▸ Problem description
All entries must be extracted exactly, with nothing added or dropped.

____ Items

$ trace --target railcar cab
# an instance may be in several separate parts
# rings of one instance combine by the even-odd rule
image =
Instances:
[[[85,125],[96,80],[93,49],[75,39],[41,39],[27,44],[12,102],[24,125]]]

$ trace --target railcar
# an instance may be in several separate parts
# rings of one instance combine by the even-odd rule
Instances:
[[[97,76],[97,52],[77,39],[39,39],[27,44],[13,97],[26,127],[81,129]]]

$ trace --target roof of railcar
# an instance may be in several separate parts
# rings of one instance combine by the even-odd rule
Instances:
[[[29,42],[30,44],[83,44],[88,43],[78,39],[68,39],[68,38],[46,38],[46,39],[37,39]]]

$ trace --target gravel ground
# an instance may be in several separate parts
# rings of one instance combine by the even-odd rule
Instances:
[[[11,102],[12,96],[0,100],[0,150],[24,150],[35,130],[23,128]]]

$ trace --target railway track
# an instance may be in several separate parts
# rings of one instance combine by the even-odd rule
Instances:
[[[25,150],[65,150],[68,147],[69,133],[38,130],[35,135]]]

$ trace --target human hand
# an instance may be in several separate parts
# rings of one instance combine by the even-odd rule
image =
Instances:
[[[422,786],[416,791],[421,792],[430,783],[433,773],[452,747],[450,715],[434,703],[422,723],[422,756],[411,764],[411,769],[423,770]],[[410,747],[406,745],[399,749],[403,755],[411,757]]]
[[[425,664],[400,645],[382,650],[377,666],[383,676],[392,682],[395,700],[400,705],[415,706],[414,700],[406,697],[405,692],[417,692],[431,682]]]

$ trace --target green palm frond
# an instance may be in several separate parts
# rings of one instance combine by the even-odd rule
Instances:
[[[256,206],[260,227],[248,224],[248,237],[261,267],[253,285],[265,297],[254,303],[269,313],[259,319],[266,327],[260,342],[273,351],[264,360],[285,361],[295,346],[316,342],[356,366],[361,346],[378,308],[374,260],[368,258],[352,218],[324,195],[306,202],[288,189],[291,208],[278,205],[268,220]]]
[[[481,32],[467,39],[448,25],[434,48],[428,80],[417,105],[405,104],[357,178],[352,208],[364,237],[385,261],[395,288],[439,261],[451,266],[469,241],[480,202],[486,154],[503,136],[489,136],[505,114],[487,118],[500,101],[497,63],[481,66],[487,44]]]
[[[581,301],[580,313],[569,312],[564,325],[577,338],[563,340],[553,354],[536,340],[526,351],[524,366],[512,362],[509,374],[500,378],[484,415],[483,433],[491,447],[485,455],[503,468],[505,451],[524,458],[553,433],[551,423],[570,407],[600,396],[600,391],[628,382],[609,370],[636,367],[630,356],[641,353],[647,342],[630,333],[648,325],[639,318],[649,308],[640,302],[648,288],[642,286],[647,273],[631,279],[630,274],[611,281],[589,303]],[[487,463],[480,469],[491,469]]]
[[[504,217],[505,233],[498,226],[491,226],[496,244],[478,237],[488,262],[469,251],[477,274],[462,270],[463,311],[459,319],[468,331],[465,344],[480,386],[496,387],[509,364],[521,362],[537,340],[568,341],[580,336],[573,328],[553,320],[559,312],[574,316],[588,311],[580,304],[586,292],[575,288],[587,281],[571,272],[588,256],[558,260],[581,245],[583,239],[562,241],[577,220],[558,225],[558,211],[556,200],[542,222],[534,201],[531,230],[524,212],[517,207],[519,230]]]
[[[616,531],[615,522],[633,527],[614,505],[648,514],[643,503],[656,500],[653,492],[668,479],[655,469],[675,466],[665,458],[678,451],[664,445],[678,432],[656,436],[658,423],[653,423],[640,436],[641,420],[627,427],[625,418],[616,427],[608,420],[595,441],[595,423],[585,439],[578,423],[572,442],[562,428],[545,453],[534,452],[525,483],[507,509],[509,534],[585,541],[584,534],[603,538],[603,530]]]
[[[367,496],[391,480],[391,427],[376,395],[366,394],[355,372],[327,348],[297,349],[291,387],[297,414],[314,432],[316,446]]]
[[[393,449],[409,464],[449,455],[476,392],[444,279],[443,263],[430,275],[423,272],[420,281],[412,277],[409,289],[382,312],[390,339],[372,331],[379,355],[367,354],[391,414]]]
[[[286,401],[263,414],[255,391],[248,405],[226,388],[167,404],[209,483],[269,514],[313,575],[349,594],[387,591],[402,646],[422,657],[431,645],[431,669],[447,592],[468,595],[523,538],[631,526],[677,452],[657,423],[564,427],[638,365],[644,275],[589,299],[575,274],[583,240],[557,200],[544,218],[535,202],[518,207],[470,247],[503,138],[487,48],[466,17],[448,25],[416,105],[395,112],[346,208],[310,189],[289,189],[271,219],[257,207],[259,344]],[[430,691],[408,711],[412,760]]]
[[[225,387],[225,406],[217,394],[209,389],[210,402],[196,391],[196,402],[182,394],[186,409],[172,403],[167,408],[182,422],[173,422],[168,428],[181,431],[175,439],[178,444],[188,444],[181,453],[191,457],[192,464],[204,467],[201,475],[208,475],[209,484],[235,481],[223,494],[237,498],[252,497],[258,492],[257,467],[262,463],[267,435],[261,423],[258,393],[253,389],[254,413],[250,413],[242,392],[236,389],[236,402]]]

________

▸ Complete response
$ trace --target railcar cab
# an instance may be in several separate parts
# rings of one instance combine by the even-odd rule
image =
Instances:
[[[85,125],[96,80],[93,49],[75,39],[41,39],[27,44],[12,102],[24,125]]]

$ trace --target railcar
# an instance may be in several separate parts
# rings of one instance combine by the even-odd rule
Instances:
[[[97,76],[97,52],[77,39],[39,39],[27,44],[13,97],[26,127],[81,129]]]

$ trace --target roof of railcar
# an instance may be in several separate parts
# rings of one instance combine by the even-odd rule
Instances:
[[[29,42],[30,44],[83,44],[88,43],[78,39],[68,39],[68,38],[46,38],[46,39],[37,39]]]

$ trace --target gravel ground
# an instance may be in several separate parts
# rings of one instance combine by the even-odd rule
Instances:
[[[11,102],[12,96],[0,100],[0,150],[24,150],[35,130],[23,128]]]

$ trace --target railway track
# an instance may be in several separate parts
# rings of one instance combine by the even-odd rule
Instances:
[[[25,150],[65,150],[68,147],[69,133],[38,130],[35,135]]]

$ trace --target human hand
# an instance may be in several separate parts
# rings of one instance combine by the even-odd rule
image =
Instances:
[[[422,786],[416,791],[421,792],[430,783],[433,773],[452,747],[450,715],[434,703],[422,723],[422,756],[411,764],[411,769],[423,770]],[[410,747],[406,745],[399,749],[403,755],[411,757]]]
[[[425,664],[400,645],[382,650],[377,666],[383,676],[392,682],[395,700],[400,705],[415,706],[414,700],[406,697],[405,692],[417,692],[431,682]]]

$ trace --target green palm frond
# an instance may be in several separate parts
# rings of one instance combine by the even-odd rule
Instances:
[[[256,206],[260,227],[248,224],[248,237],[261,267],[253,285],[265,297],[254,303],[269,313],[259,319],[266,327],[260,342],[273,351],[264,360],[285,361],[295,346],[316,342],[356,366],[361,346],[378,308],[374,260],[368,258],[352,218],[324,195],[306,202],[288,189],[291,208],[278,205],[268,220]]]
[[[481,32],[467,39],[448,25],[434,48],[428,80],[417,105],[405,104],[357,178],[352,208],[364,237],[385,261],[395,288],[439,261],[451,266],[469,241],[480,202],[486,154],[503,136],[489,136],[505,114],[487,118],[500,101],[497,63],[481,66],[487,44]]]
[[[581,301],[580,313],[569,312],[564,325],[577,338],[563,340],[553,354],[536,340],[526,351],[524,366],[512,362],[509,374],[500,378],[484,415],[483,433],[491,447],[485,455],[503,468],[505,451],[524,458],[553,433],[551,423],[570,407],[600,396],[600,391],[628,382],[609,370],[636,367],[630,356],[641,353],[647,342],[630,333],[648,325],[639,318],[649,308],[640,302],[648,288],[642,286],[647,273],[631,279],[630,274],[611,281],[589,303]],[[487,463],[480,469],[491,469]]]
[[[504,217],[505,233],[498,226],[491,226],[496,244],[478,237],[488,262],[469,251],[477,274],[462,270],[463,311],[459,319],[468,331],[465,344],[480,386],[496,387],[509,364],[521,362],[537,340],[568,341],[580,336],[573,328],[553,320],[559,312],[574,316],[588,311],[580,304],[586,292],[575,288],[587,281],[571,272],[588,256],[558,260],[581,245],[583,239],[562,241],[577,220],[558,225],[558,211],[556,200],[542,222],[534,201],[531,230],[524,212],[517,207],[519,230]]]
[[[616,531],[615,522],[633,527],[614,505],[648,514],[643,503],[656,500],[653,492],[668,479],[655,469],[675,466],[665,458],[678,451],[664,445],[678,432],[656,436],[658,423],[653,423],[640,436],[641,420],[627,427],[625,418],[616,427],[608,420],[595,441],[595,423],[585,439],[578,423],[572,442],[562,428],[545,453],[534,452],[525,483],[507,509],[509,534],[585,541],[584,534],[603,538],[603,530]]]
[[[367,496],[391,480],[391,427],[376,395],[366,394],[355,372],[327,348],[297,349],[291,387],[297,414],[314,432],[316,446]]]
[[[393,449],[409,464],[449,455],[476,392],[444,279],[443,263],[430,275],[423,272],[420,281],[412,277],[409,289],[382,312],[390,339],[372,331],[379,355],[367,354],[391,414]]]
[[[286,401],[263,414],[255,391],[248,405],[226,388],[167,404],[209,483],[269,514],[313,575],[349,594],[387,591],[402,646],[422,657],[431,645],[431,669],[447,592],[468,595],[523,538],[631,526],[677,452],[657,423],[564,427],[638,365],[644,275],[589,299],[575,274],[583,240],[557,200],[544,218],[535,202],[518,207],[470,247],[503,138],[487,48],[466,17],[448,25],[416,105],[395,112],[346,208],[310,189],[289,189],[271,219],[257,207],[259,344]],[[430,691],[408,711],[412,760]]]
[[[225,387],[225,406],[217,394],[209,389],[210,402],[196,391],[196,402],[182,394],[186,409],[172,403],[167,408],[182,422],[173,422],[168,428],[181,431],[175,439],[178,444],[188,444],[181,453],[191,457],[192,464],[204,467],[201,475],[208,475],[209,484],[235,481],[223,494],[237,498],[252,497],[258,492],[257,467],[262,463],[267,435],[261,423],[258,393],[253,389],[254,413],[250,413],[242,392],[236,389],[236,402]]]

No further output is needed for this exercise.